Alıştırma - İşyerine ait yiyecekleri izinsiz alan işçiye dair Yargıtay kararını, metnin son cümlesinin ardından sürdürür müsünüz?

Verilen Metin -
___

Hukuk Yargıtay Kararı - İş Hukuku

İŞYERİNE AİT YİYECEKLERİ İŞVERENİN İZNİ OLMAKSIZIN ALAN İŞÇİ

YARGITAY 9. HUKUK DAİRESİNİN 2018/2485 E-2018/21425 K SAYILI İLAMI İLE; 


DAVA : Davacı, feshin geçersizliğine, işe iadesine ve yasal sonuçlarına hükmedilmesine karar verilmesini istemiştir.
Yerel mahkemece, davanın kabulüne karar verilmiştir.
İlk Derece Mahkemesinin kabul kararına karşı davalı avukatı istinaf başvurusunda bulunmuştur.
... Bölge Adliye Mahkemesi 10. Hukuk Dairesi davalı avukatının istinaf başvurusunu esastan reddetmiştir.
... Bölge Adliye Mahkemesi 10. Hukuk Dairesi'nin kararı süresi içinde davalı avukatı tarafından temyiz edilmiş olmakla, dava dosyası için Tetkik Hakimi tarafından düzenlenen rapor dinlendikten sonra dosya incelendi, gereği konuşulup düşünüldü:

YARGITAY KARARI 

A)Davacı İsteminin Özeti:
Davacı vekili, müvekkilinin davalı işveren nezdinde 01/02/2012 tarihinde Bar departmanında bar garsonu olarak çalışmaya başladığını, işveren tarafından 17/10/2016 tarihinde müvekkilinin iş sözleşmesinin feshedildiğini, bu durumun sözlü olarak müvekkiline bildirildiğini; ancak yazılı bir bildirim yapılmadığını, fesih sebebi olarak tanıkların yazılı ifadelerinde ... Diskodan laptop çantasında 6-7 tane otele ait değişik marka viskileri diskoda Dj'lik yapan otel çalışanı ...'e verip onun bu içkileri otelden dışarı çıkarmasının gösterildği, ancak müvekkili hakkında bu konuda herhangi bir tutanak tutulmadığını, fesih ihbarnamesinde belirtilen ürünleri aldığı ve bunların otel ürünü olduğu iddiası var ise bu hususta otel yönetimi tarafından savcılık şikayeti yapılmadığını, kim olduğu belli bile olmayan tanık ifadesine dayanarak müvekkilin iş akdinin feshinin hukuka aykırı ve hırsızlık iddiası olduğu için müvekkili suçlayıcı bir iftira niteliğinde olduğunu iddia ederek; davacının iş akdinin feshinin geçersizliğinin tespitine, davacının işe iadesine, boşta geçen sürelere ilişkin olarak 4 aylık bürüt maaşı ve diğer haklarının davacıya ödenmesi gerektiğinin ve işe iadesinin gerçekleşmemesi halinde 8 aylık brüt maaşı tutarında tazminatın davacıya ödenmesi gerektiğinin tespite karar verilmesini ve yargılama giderleri ile vekalet ücretinin davalıya yüklenmesini talep etmiştir.

___

Adlandırılmış nesne işaretleme kayıtları

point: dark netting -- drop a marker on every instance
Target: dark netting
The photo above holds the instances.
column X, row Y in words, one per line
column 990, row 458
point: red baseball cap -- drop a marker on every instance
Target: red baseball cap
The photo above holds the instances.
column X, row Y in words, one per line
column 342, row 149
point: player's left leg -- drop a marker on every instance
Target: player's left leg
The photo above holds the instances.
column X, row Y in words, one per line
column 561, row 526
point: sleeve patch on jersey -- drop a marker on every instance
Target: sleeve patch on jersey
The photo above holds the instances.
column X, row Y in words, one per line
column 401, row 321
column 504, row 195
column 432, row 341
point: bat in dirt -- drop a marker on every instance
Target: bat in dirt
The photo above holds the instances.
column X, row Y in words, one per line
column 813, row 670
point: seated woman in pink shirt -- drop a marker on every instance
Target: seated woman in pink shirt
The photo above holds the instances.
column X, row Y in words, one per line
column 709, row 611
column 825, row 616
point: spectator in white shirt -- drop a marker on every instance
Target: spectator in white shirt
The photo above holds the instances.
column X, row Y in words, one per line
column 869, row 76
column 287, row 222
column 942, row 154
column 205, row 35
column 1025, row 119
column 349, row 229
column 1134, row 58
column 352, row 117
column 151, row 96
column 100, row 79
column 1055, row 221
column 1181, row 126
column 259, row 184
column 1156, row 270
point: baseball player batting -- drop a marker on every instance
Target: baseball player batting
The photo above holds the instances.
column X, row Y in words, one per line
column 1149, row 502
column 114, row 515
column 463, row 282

___

Alıştırmanın Yanıtı -
B)Davalı Cevabının Özeti:
Davalı vekili, davacının ... Disko'dan 6-7 adet otele ait değişik marka viskileri Dj'lik yapan ...'e verip onun bu içkileri otelden dışarı çıkarmasını sağladığını, davacının görevi gereği bulunduğu barda yer alan ve müvekkil otele ait olmakla yine görevi gereği davacının sorumluluğundaki içkilerin barmenlik görevinin kendisine sağladığı imkanlardan faydalanarak işverenin güvenini kötüye kullandığı gibi görevini suistimal ettiğini, davacı tarafından işveren bilgi, izin ve onayı olmaksızın şahsi menfaati için 3.şahıslara verdiğini, yine tanık ifadelerinden bu işlemin birden çok kez defa tekrarlandığı ve olayın görülüp kendisinin uyarılması halinde dahi davacının söz konusu eylemlerinden vazgeçmediği gibi diğer çalışanların da bu eylemlere ortak olmasına teşvik ettiğinin görüldüğünü, davacının iş yerine ait yiyecek maddelerini iş yeri yetkililerinden izin almadan alınmasında eyleminin hırsızlık olarak kabul edilmese bile işverenin işçiye olan güvenini ortadan kaldıracak nitelikte doğruluk ve bağlılığa uymayan davranış olarak kabulünün gerektiğini, işverenden doğruluk ve bağlılıkla bağdaşmayacak tavır ve davranışta bulunan işçi ile işveren ilişkisini sürdürmesinin beklenemeyeceğini savunarak davanın reddini istemiştir.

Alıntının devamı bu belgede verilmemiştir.